─── LINHAS DE DADOS

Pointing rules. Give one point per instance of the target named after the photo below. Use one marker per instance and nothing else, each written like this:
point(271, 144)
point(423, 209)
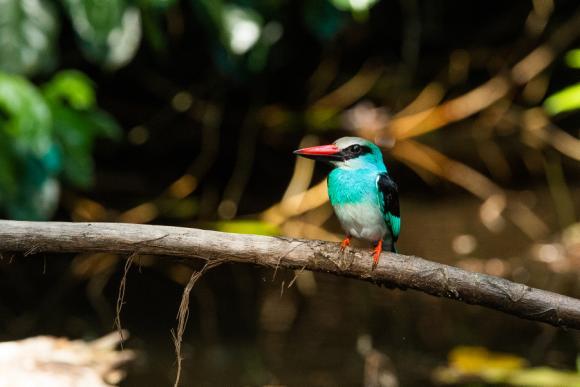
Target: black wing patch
point(389, 196)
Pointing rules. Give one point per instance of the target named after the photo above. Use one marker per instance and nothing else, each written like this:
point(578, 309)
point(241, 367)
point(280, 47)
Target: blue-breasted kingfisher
point(364, 196)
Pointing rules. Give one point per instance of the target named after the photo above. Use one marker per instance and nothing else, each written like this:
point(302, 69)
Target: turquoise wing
point(389, 202)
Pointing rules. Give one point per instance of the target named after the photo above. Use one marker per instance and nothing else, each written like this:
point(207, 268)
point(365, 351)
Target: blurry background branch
point(394, 270)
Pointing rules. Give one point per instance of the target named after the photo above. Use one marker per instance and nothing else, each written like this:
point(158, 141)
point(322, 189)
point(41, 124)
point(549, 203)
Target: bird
point(363, 195)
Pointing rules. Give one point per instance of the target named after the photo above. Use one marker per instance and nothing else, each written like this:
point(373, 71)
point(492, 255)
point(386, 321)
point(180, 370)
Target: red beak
point(318, 151)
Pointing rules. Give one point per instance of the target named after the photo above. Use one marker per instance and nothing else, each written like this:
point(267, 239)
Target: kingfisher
point(364, 196)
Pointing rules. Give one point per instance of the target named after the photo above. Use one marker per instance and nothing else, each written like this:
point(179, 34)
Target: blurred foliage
point(567, 99)
point(47, 131)
point(247, 227)
point(46, 134)
point(477, 364)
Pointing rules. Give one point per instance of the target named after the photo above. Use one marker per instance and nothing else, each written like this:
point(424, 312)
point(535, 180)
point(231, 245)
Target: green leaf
point(354, 5)
point(71, 86)
point(109, 30)
point(28, 34)
point(564, 100)
point(28, 122)
point(573, 58)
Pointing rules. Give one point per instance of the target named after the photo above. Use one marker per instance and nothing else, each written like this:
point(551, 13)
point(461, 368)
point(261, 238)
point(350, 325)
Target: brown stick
point(394, 270)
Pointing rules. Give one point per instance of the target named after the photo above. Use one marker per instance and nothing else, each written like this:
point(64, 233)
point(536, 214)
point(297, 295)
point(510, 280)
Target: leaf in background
point(573, 58)
point(109, 30)
point(565, 100)
point(323, 19)
point(247, 227)
point(28, 34)
point(73, 87)
point(242, 27)
point(160, 4)
point(76, 131)
point(29, 122)
point(354, 5)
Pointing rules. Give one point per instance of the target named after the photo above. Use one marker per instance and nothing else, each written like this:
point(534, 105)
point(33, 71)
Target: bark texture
point(394, 270)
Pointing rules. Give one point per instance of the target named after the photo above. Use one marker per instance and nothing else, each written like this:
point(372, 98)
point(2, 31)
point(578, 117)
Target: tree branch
point(394, 270)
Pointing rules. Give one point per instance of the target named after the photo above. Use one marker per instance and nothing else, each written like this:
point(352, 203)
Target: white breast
point(363, 221)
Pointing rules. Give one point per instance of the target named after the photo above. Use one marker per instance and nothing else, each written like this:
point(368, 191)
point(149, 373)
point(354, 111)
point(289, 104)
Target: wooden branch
point(394, 270)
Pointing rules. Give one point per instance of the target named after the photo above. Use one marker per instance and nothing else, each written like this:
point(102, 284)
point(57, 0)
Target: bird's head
point(346, 153)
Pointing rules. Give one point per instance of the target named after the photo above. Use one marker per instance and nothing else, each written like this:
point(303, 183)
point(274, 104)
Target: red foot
point(377, 253)
point(345, 243)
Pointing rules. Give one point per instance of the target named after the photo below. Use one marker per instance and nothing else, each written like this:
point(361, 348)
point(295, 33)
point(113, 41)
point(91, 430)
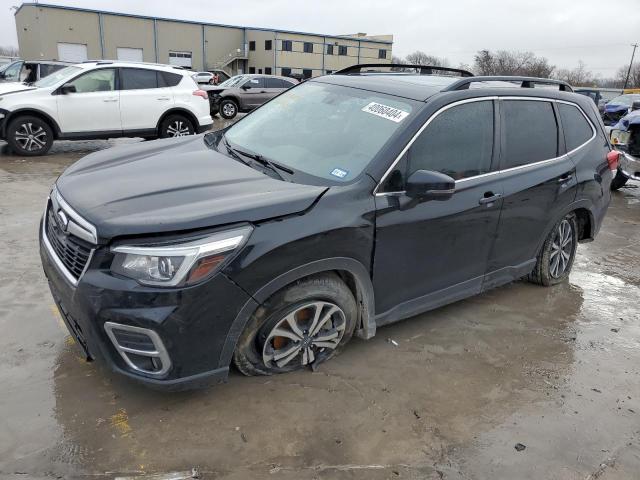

──────

• ENUNCIADO
Determine quantas linhas dos itens contêm a palavra "leaf", levando em conta maiúsculas e minúsculas. Responda apenas com o número.

• SOLUÇÃO COMENTADA
2